# Requirement A
In the forum thread about NULL, what does Hugo Kornelis say NULL is?
# Requirement B
Reproduce the passage of the forum thread about NULL starting at "I'll refer to" and ending at "violation of 1NF.".

# Document section
━━━━━━━━

Re: 3vl 2vl and NULL

From: dawn <dawnwolthuis_at_gmail.com>
Date: 9 Dec 2005 07:43:37 -0800
Message-ID: <1134143017.777948.163670_at_g44g2000cwa.googlegroups.com>


Hugo Kornelis wrote:
> On 6 Dec 2005 17:59:07 -0800, michael_at_preece.net wrote:
>
> >Look Hugo - I think we're each getting sick of this now. Please look at
> >the discussion between Codd & Date, and in particular the discussion
> >about "not known" and "known not".
>
> Hi Mike,
>
> Yes, I've read the article. In my opinion, both Codd and Date got it
> wrong. But Date got it more wrong than Codd.
>
>
> Codd's first arguments are good. In fact, he already mentions an
> argument that is very close to what will be my main argument when I come
> to my opinion:
>
> '1. The meaning of the fact that a value is missing from some part or
> column of a relational database is quite different from the meaning of a
> value that is legitimate within that part or column.'
>
>
> In Date's reaction ("Date's Rebuttal I") he writes:
>
> 'A (Codd-style) 3VL system supports just one type of null, "value
> unknown"'.
> He then presents an example (which is flawed, becuase the example
> presented calls for a subtype) and concludes with:
> 'Joe's commission is quite likely to be misrepresented as "value
> unknown" (it should of course be "value does not apply").'
>
> Interesting here is that Date changes Codd's definition "value is
> missing" to something that suits his argument better ("value unknown").
> He doesn't explicitly mention this change, nor does he defend this
> change with as much as one word.

Agreed.

> After misrepresenting Codd's original argument and "proving" the need
> for a second type of NULL on top of that misrepresented first type of
> NULL, Date then goes on to prove that it doesn't stop here.
>
>
> In Codd's reaction, he appears to have missed that Date built his
> argument on a misrepresentation of Codd's words. He accepts Date's point
> that "value unknown" and "value does not apply" are different and should
> be represented by seperate marks. 3VL has now become 4VL.

Yes, I think that was definitely a poor way for Codd to argue his point.

> Codd seems to
> think that it can stop there, but I'm afraid that Date is right: once
> you start to make the distinction between different kinds of NULL,
> there's no end to it.
>
>
> In my opinion, Codd should have sticked to his original model. NULL is
> not "value unknown", not "value does not apply". NULL is "no value".
>
> "The age of Aunt Marge is 47 years" is a fact.
> "The age of Uncle Vernon is unknown" is also a fact - but it's not the
> same fact type as the former.

I'll refer to that statement below.

> And since they are different fact types,
> they should be stored in differrent columns. Attempting to store them in
> the same column would be a violation of 1NF.
>
> Or, to put it differently, and almost in the words of Codd:
>
> The meaning of the fact that (and the reason why) a value is missing
> from some part or column of a relational database is quite different
> from the meaning of a value that is legitimate within that part or
> column. And since the meanings are different, they can never be combined
> in the same column.

I don't think this necessarily follows. You are suggesting that the meaning of the proposition is different. That would mean that the propositions should be modeled by different Relations. The "types" of your "facts" are different implies separate Relations, right?

>
>
> > Don't try to tell me
> (snip)
>
> I'll tell you, or anybody, how I think about this subject. If you rather
> not read my opinions, skip my messages or killfile me.

I'm enjoying them.

━━━━━━━━

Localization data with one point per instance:

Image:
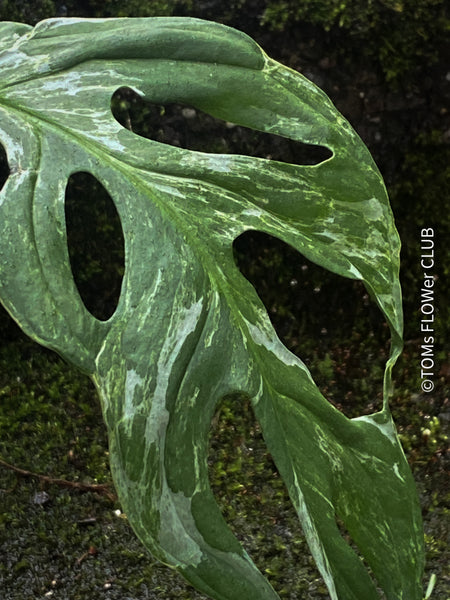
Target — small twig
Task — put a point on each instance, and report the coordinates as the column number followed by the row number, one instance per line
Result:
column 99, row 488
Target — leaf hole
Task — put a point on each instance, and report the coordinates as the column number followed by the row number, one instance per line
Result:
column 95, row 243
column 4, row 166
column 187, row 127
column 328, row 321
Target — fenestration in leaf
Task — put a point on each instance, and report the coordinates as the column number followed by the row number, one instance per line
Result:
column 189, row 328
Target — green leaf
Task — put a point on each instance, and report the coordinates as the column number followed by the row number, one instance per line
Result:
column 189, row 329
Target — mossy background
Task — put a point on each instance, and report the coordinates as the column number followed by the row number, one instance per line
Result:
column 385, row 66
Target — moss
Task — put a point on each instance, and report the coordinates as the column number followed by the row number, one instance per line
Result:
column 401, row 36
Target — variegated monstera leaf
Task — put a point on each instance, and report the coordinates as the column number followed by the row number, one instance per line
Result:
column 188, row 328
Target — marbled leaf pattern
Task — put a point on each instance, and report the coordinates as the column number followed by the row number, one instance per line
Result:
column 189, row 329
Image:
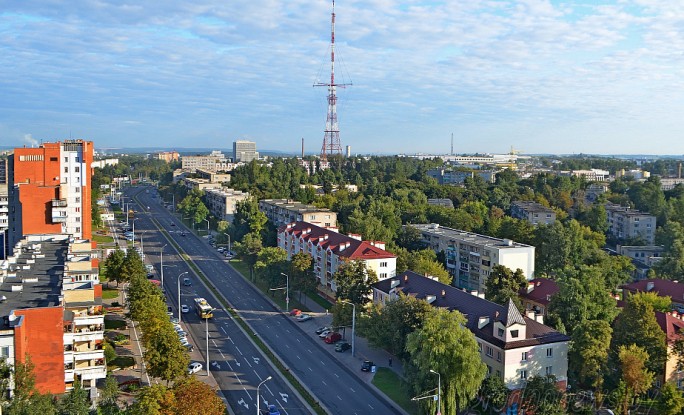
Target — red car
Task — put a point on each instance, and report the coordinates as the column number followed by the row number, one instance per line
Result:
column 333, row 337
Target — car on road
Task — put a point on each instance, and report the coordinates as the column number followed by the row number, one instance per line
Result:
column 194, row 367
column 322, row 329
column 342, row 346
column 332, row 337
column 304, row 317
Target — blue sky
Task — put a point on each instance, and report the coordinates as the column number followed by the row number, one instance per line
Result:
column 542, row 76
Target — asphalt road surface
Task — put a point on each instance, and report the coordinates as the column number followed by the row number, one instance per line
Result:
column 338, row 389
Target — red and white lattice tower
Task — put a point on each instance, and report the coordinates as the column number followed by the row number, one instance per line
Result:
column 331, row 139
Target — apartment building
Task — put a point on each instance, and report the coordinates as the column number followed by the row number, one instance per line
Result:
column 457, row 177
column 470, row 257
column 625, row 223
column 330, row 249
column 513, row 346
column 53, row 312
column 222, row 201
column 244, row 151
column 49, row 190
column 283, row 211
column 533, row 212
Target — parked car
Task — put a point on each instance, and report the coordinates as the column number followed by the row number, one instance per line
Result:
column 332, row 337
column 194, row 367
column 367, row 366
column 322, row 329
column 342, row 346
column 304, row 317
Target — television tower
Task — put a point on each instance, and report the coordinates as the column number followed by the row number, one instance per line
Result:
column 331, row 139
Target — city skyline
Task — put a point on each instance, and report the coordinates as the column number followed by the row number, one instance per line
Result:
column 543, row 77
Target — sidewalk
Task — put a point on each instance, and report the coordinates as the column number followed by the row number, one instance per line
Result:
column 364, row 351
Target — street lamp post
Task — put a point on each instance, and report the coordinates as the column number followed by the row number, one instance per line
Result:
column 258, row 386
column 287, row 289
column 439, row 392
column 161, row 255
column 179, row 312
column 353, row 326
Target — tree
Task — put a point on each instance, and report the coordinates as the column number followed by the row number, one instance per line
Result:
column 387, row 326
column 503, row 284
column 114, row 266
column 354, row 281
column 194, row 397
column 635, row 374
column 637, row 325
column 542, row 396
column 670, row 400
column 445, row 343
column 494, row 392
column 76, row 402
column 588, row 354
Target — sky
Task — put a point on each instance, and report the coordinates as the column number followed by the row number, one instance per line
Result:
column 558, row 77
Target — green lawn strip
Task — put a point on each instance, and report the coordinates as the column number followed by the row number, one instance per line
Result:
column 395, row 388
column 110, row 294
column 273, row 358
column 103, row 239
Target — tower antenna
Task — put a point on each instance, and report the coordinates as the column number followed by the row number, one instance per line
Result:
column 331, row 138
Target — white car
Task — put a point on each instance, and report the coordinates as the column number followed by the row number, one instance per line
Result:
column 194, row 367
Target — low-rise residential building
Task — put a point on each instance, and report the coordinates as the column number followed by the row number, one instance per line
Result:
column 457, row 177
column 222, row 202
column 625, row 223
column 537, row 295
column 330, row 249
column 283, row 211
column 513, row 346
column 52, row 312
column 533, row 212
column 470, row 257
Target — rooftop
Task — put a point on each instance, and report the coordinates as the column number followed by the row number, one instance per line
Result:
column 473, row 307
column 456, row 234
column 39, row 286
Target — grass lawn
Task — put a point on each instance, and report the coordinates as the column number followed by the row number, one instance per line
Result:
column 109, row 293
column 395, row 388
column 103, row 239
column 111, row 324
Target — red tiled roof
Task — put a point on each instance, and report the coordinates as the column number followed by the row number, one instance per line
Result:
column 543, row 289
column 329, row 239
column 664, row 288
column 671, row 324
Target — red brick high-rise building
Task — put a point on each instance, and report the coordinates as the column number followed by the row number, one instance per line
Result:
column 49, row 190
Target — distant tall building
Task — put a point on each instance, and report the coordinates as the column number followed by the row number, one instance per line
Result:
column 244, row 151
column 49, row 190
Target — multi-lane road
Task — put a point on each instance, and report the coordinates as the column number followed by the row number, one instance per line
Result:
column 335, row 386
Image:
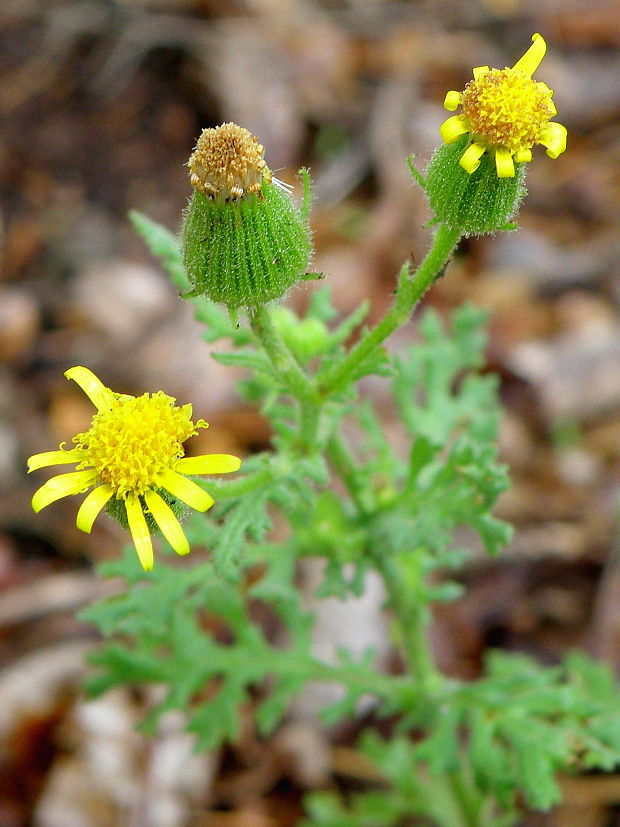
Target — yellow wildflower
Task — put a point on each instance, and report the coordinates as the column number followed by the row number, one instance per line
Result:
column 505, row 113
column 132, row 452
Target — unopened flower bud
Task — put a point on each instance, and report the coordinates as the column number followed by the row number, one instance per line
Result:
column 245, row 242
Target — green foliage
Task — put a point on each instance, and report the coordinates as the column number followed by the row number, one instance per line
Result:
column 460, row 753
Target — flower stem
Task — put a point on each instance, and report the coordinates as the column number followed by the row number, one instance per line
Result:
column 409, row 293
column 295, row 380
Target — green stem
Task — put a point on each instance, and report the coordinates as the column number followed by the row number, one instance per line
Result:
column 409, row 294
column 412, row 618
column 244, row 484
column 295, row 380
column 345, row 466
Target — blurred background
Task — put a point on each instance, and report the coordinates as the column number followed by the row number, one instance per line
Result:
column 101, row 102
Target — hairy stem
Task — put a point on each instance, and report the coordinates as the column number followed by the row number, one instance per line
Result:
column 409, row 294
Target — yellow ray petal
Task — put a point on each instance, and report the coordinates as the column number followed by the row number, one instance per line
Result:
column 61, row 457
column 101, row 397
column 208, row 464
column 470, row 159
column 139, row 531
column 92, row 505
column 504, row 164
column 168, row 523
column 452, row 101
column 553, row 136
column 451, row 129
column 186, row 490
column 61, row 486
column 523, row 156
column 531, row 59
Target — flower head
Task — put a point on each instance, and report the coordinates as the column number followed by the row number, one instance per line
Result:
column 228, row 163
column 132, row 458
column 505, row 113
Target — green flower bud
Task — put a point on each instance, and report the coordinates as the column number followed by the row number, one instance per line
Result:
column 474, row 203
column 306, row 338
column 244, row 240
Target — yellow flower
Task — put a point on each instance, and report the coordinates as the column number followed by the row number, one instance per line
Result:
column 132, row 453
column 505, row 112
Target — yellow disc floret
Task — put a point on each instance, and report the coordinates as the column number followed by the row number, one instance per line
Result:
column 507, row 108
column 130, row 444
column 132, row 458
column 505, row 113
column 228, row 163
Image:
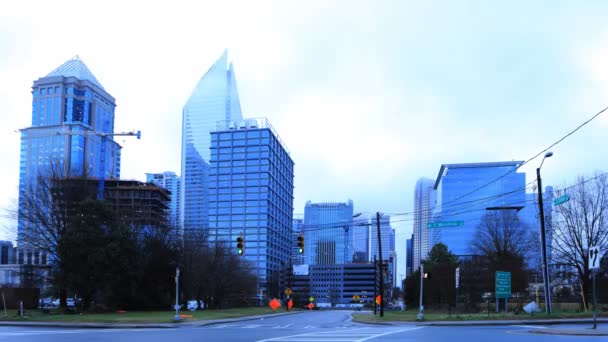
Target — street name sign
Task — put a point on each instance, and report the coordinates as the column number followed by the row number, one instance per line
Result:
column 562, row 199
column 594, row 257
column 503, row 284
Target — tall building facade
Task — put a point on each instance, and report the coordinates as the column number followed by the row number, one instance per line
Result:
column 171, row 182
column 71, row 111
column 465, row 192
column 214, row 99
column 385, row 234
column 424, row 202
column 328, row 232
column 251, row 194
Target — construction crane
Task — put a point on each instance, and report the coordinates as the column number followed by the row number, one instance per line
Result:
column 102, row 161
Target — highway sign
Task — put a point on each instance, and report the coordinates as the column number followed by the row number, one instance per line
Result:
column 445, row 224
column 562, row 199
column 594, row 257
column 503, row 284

━━━━━━━━

# Problem solution A
NULL is "no value."

# Problem solution B
I'll refer to that statement below.

> And since they are different fact types,
> they should be stored in differrent columns. Attempting to store them in
> the same column would be a violation of 1NF.